◆ Goal of the exercise:
Pick out every line of the listing below that contains the word "graduation", and copy each one in full. Case counts.

◆ Provided data:

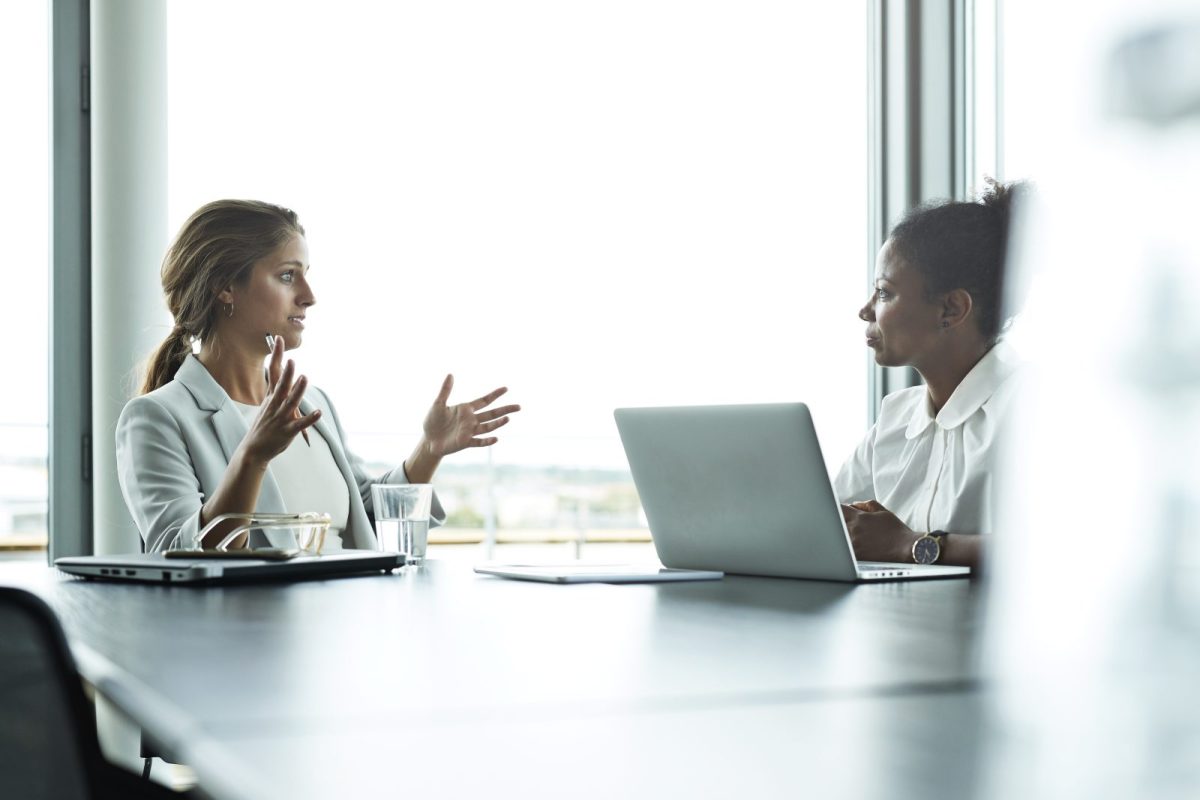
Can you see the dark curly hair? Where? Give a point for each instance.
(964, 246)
...
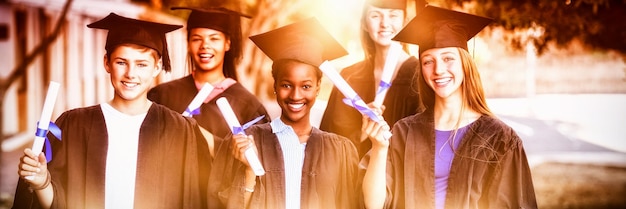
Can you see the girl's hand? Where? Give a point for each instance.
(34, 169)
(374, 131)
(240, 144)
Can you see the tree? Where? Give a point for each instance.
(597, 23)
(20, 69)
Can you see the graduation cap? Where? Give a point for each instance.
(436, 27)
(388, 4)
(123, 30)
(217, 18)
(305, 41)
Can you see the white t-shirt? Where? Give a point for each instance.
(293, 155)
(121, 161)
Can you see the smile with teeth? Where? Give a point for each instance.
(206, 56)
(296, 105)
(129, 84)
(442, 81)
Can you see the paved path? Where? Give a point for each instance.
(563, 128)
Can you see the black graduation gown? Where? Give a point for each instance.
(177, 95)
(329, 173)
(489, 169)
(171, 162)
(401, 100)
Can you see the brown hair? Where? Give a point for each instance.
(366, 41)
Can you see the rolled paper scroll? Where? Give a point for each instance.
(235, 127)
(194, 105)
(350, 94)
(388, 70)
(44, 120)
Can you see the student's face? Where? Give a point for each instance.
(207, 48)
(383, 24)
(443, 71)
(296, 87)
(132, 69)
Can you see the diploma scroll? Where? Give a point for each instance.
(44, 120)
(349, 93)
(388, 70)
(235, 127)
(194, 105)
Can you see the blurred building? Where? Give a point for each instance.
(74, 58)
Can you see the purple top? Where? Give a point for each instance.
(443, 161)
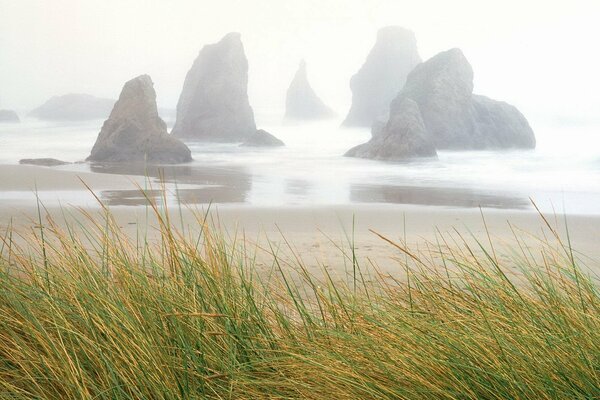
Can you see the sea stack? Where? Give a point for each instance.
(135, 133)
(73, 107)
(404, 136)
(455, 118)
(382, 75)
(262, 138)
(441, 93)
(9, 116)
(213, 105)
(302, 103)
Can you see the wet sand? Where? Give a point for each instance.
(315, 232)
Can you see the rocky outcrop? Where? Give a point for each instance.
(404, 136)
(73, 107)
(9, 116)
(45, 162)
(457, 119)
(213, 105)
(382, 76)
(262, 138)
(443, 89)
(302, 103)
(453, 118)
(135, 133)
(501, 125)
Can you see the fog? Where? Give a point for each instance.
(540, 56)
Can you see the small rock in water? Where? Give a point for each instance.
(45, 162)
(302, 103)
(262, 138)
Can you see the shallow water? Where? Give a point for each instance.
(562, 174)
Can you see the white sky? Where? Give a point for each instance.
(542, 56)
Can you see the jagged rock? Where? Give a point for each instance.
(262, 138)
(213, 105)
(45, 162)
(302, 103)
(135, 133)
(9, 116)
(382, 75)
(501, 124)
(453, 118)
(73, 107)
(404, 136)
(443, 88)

◆ Final answer:
Can you see the graduation cap? Where? Give a point for each instance.
Can you see the black graduation gown? Where? Give a point for each instance.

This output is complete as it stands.